We will revisit this example:
If any of these cases return true, we can say that the characters do match. The next question is how to try all possible ways?
We are using two pointers i and j to represent characters of strings S1 and S2. We can surely write a for loop to compare characters from 0 to j of S2 for the above scenario. Can we do it more smartly? Yes, we can. Please understand the approach explained below.
We are using a recursive function f(i,j). If we do only the following two recursive calls:
- Call f(i-1,j). i.e replace ‘*’ with nothing and act as if it was not present.
- Call f(i,j-1). i.e replace ‘*’ with a single character at index j and make the i pointer to still point at index i. In this, we matched it with a single character (one of the many options that need to be tried) and in the next recursive call, as i still point to ‘*’, we get the exact two recursive calls again.
The following recursive tree will help us to understand the recursion better.
So we see how we can tackle all the required cases associated with ‘*’ by using recursion.
(iii) If S1[i] is neither ‘?’ nor ‘*’, then we can say as the characters at i and j don’t match then the strings don’t match, so we return false.
To summarise:
- If S1[i] == ‘?’, return f(i-1,j)
- Else if S1[i] == ‘*’, return f(i-1,j) || f(i,j-1)
- Else return false
Step 3: Return logical OR (||) of all the choices
If any of the cases return true, we can say that strings do match. We can use OR operator (||) with the recursive calls.
Base Cases:
We are reducing i and j in our recursive relation, there can be two possibilities, either i becomes -1 or j becomes -1., i,e we exhaust either S1 or S2 respectively.
(i) When S1 is exhausted:
When S1 is exhausted (i<0), we know that in order for the strings to match, String S2 should also exhaust simultaneously. If it does, we return true, else we return false.
We can say:
- if(i<0 && j<0), return true.
- if(i<0 && j>=0), return false.
(ii) When S2 is exhausted:
When S2 is exhausted(j<0) and S1 has not, there is only one pattern that can account for true(matching of strings). It is if S1 is like this “*”,”****”,”***”, i.e: S1 contains only stars. Then we can replace every star with a sequence of length 0 and say that the string match.
If S1 is all-stars, we return true, else return false.
The final pseudocode after steps 1, 2, and 3:
Steps to memoize a recursive solution:
If we draw the recursion tree, we will see that there are overlapping subproblems. In order to convert a recursive solution the following steps will be taken:
- Create a dp array of size [n][m]. The size of S1 and S2 are n and m respectively, so the variable i will always lie between ‘0’ and ‘n-1’ and the variable j between ‘0’ and ‘m-1’.

Task goal: Translate this sentence from the wildcard-matching passage above into Spanish: "If we draw the recursion tree, we will see that there are overlapping subproblems."

Collected material:

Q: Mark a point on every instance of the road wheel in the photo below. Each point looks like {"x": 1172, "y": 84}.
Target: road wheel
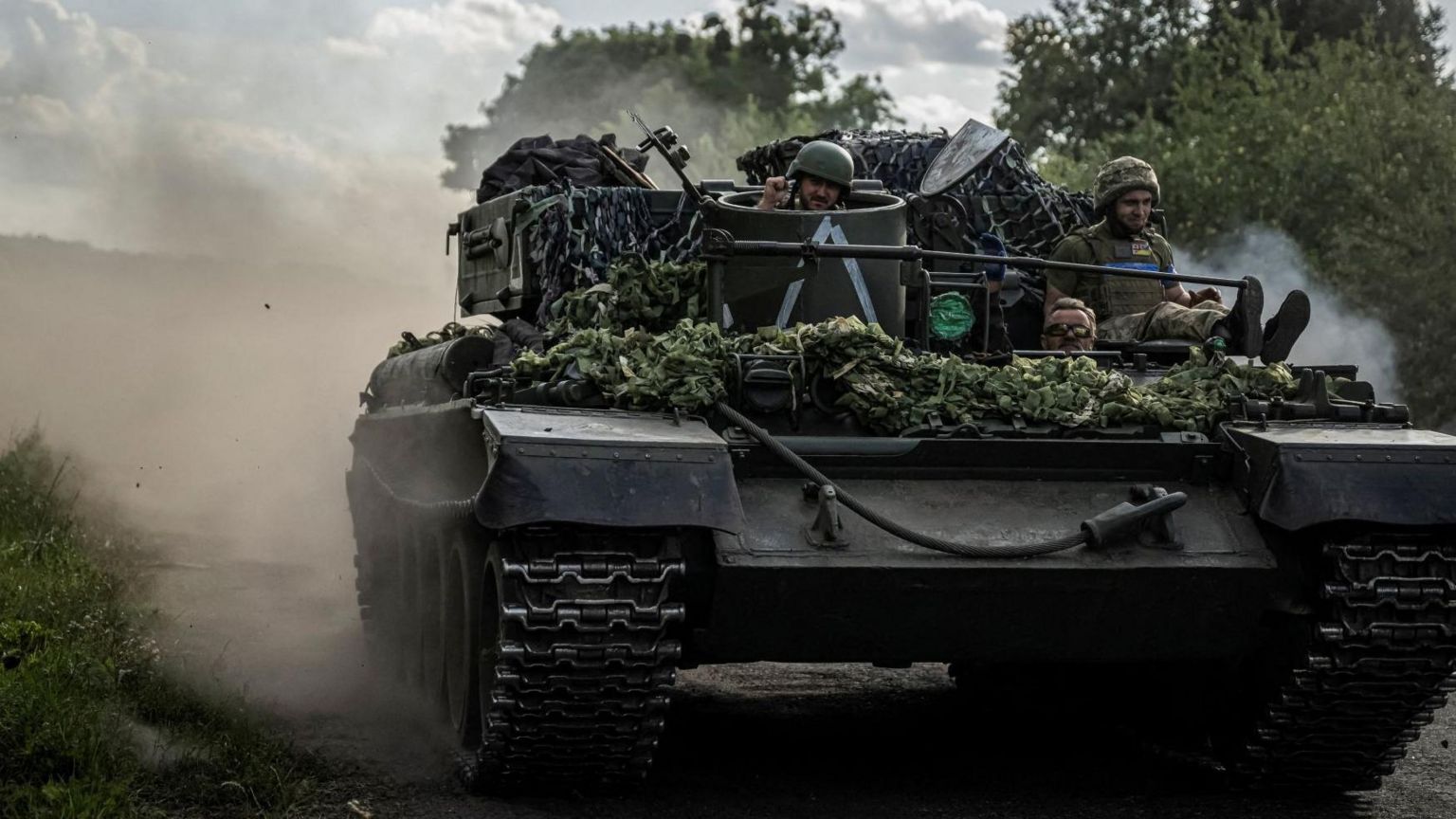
{"x": 464, "y": 573}
{"x": 428, "y": 580}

Exercise response: Si dibujamos el árbol de recursión, veremos que hay subproblemas superpuestos.